◆ Directive:
Copy out all the records exactly.

+++ Entries +++

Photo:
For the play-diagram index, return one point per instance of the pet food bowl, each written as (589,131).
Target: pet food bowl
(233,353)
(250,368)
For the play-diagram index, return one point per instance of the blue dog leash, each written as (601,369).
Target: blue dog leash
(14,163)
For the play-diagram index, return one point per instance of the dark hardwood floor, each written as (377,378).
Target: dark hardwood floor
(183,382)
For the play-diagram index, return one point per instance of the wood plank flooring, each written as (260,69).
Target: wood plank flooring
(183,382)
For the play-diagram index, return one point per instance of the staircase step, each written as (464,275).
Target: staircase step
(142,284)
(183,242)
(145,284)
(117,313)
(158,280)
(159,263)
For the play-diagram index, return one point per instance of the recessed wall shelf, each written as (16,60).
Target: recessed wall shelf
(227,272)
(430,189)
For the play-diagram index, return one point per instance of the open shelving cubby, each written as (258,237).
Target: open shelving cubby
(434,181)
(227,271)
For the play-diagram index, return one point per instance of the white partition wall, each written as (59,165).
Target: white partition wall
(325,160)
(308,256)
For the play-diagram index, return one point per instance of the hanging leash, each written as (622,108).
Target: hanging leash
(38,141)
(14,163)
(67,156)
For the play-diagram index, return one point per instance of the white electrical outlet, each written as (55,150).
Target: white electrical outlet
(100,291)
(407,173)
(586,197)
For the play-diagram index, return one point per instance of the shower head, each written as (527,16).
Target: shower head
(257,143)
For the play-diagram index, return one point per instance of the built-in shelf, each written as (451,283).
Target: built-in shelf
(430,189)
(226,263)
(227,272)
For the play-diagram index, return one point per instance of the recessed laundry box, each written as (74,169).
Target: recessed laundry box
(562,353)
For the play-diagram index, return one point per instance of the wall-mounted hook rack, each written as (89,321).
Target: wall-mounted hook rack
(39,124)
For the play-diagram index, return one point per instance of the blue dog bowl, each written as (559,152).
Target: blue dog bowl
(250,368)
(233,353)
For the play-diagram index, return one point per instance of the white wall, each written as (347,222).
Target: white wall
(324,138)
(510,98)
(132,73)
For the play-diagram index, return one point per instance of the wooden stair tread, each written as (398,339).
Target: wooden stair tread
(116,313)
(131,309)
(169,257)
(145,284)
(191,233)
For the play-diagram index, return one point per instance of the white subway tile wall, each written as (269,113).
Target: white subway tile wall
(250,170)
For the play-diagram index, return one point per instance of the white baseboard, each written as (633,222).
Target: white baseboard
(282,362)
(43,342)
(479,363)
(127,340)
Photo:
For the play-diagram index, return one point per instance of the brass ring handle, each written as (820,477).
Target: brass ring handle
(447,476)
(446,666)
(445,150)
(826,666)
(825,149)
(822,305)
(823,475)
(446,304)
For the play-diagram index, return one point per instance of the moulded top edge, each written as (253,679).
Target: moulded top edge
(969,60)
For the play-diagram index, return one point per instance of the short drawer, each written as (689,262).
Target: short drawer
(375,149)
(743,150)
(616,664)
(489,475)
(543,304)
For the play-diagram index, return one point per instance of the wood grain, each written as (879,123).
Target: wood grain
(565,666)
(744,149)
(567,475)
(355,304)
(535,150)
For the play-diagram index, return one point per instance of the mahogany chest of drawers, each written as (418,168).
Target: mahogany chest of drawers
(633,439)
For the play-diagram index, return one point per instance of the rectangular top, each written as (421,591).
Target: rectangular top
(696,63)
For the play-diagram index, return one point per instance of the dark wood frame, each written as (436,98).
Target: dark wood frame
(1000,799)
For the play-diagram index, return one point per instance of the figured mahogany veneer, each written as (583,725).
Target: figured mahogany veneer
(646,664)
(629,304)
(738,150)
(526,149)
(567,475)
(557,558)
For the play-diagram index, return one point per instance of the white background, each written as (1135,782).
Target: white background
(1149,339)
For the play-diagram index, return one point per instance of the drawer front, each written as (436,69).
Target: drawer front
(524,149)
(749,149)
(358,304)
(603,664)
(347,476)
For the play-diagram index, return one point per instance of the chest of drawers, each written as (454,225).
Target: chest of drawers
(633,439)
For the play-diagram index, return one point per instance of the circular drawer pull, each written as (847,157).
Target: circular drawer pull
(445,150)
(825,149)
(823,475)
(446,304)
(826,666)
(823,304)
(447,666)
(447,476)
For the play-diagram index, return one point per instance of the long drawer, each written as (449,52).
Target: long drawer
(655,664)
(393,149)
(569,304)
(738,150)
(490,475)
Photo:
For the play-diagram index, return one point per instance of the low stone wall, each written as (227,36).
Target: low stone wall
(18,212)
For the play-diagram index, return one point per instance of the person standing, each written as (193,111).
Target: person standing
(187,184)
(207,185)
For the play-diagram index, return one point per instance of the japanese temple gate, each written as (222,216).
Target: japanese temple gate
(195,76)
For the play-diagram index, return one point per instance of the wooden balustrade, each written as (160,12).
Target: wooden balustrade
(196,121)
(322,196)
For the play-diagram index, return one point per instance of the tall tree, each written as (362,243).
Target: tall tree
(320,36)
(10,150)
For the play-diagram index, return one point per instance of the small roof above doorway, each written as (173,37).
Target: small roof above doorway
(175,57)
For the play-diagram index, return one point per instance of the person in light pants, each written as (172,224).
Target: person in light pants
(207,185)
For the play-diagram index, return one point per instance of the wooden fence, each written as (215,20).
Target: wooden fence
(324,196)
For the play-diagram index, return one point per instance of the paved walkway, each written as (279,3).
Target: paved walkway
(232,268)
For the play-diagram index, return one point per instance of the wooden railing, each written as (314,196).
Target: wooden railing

+++

◆ Solution to this problem:
Photo:
For the play-diagram index, return one point per instance of the pet food bowl, each written as (589,131).
Target: pet food bowl
(233,353)
(250,368)
For the play-diagram index, return one point per instance of the blue dog leash, each written as (601,369).
Target: blue dog leash
(14,163)
For the play-diagram index, return one point per instance of the dark hardwood floor, each written as (377,378).
Target: dark hardwood floor
(183,382)
For the play-diagram index, return one point per instance of the wood plank flooring, each written as (260,69).
Target: wood plank flooring
(183,382)
For the play-diagram index, return one point per instance of the staircase step, each written as (464,275).
Target: staircase step
(142,284)
(183,242)
(145,284)
(117,313)
(158,280)
(159,263)
For the play-diagram index, return one point per instance of the recessed wall shelf, each written as (16,60).
Target: recessed wall shelf
(227,272)
(430,189)
For the play-diagram index, return one point per instance of the open shelving cubby, each written as (258,237).
Target: open shelving cubby
(434,181)
(227,271)
For the play-diagram index, return one point per instance of the white partition wall, each written as (59,165).
Target: white partition wall
(325,160)
(308,256)
For the play-diagram index, return one point per instance of the hanging leash, each written as (622,108).
Target: hanging leash
(38,141)
(14,163)
(67,156)
For the play-diagram index, return one point per instance of the white electrical outlet, each written as (55,150).
Target: white electrical outlet
(100,291)
(407,173)
(586,197)
For the play-diagram index, return one point per instance of the shower head, each written as (527,16).
Target: shower head
(257,143)
For the play-diagram index, return one point per instance of the built-in shelf, each written as (451,283).
Target: built-in shelf
(430,189)
(226,263)
(227,272)
For the play-diagram index, return one point per instance of the recessed laundry box, each written as (74,169).
Target: recessed laundry box
(562,353)
For the play-diagram index, return one point per instance of the wall-mounted hook rack, each written as (89,321).
Target: wall-mounted hook rack
(39,124)
For the play-diagram index, return one point per instance of the blue dog bowl, each written as (559,152).
Target: blue dog bowl
(250,368)
(233,353)
For the play-diagram index, return one point per instance of the white wall, each written as (347,222).
Target: white wall
(324,138)
(510,98)
(132,73)
For the play-diagram index, return one point per instance of the wooden stair tread, each written as (398,339).
Target: wooden stair tread
(116,313)
(131,309)
(169,257)
(145,284)
(191,233)
For the play-diagram index, return one point per instance of the white subway tile wall, each written as (269,113).
Target: white subway tile wall
(250,170)
For the play-diagram index, return one point per instance of the white baseboard, each written as (633,222).
Target: white baseboard
(282,362)
(43,342)
(479,363)
(127,340)
Photo:
For the play-diagram index, return one point per instance of the brass ring handle, each written as (820,477).
Target: brass ring handle
(447,476)
(446,666)
(445,150)
(826,666)
(825,149)
(822,305)
(823,475)
(446,304)
For the play-diagram index, return one point per instance of the moulded top edge, each written as (253,679).
Target: moulded top edge
(969,60)
For the play-diagram index, return one point per instance of the short drawer, each written as (689,262).
Target: short drawer
(375,149)
(743,150)
(616,664)
(489,475)
(543,304)
For the play-diagram index, return one point per instance of the wood grain, each written as (879,123).
Target: wood grain
(565,666)
(744,149)
(567,475)
(355,304)
(535,150)
For the play-diagram index, return one point per instance of the mahogany chest of drawers, each written as (418,168).
Target: mahogany chest of drawers
(633,439)
For the play-diagram index, return one point per instance of the rectangular top, each written as (421,591).
Target: rectangular top
(696,63)
For the play-diagram index, return one point per instance of the dark wood frame, each written as (436,98).
Target: dark wood frame
(1000,799)
For the play-diagram index, return one point per instance of the figured mahogany veneer, each written as (583,725).
Target: figured mahogany veneer
(646,664)
(629,304)
(738,150)
(526,149)
(567,475)
(557,558)
For the play-diagram index, return one point per instance of the white background, each written as (1135,782).
Target: white background
(1149,339)
For the play-diagram index, return one point per instance of the drawer front, each written as (436,69).
Target: drawer front
(524,149)
(749,149)
(358,304)
(603,664)
(347,476)
For the play-diagram index, return one point per instance of the chest of drawers, each written as (454,225).
Target: chest of drawers
(633,439)
For the play-diagram index, return one point per instance of the circular drawer pull, each written as (847,157).
Target: circular drawer pull
(445,150)
(825,149)
(823,475)
(446,304)
(826,666)
(823,304)
(447,666)
(447,476)
For the play-diagram index, return one point per instance of the long drawer, each written as (449,52).
Target: long drawer
(655,664)
(393,149)
(569,304)
(738,150)
(490,475)
Photo:
For the play-diagram index, return one point per instance of the low stone wall, each written as (227,36).
Target: low stone wall
(18,212)
For the play-diagram index, return one point per instance of the person standing, each written as (193,111).
Target: person standing
(187,184)
(207,185)
For the play-diagram index, return one point per instance of the japanese temple gate, each written as (222,216).
Target: japanese temple gate
(195,76)
For the play-diagram index, return one point per instance of the wooden balustrade, each written as (160,12).
Target: wooden balustrade
(196,121)
(322,196)
For the play-diagram index, return one point per instance of the tall tree, each written as (362,243).
Target: tall tree
(320,36)
(10,150)
For the play-diagram index, return one point per instance of the small roof above doorway, each written as (173,37).
Target: small roof above doorway
(175,57)
For the play-diagram index, return one point per instance of the person in light pants, each written as (172,224).
Target: person in light pants
(207,185)
For the play-diagram index, return one point per instance of the wooden fence, each written as (215,20).
Target: wooden fence
(324,196)
For the play-diagram index, return one point per instance of the paved walkway, each written as (279,3).
Target: paved walkway
(232,268)
For the play-diagram index, return one point per instance of the wooden railing, each written as (314,196).
Target: wooden railing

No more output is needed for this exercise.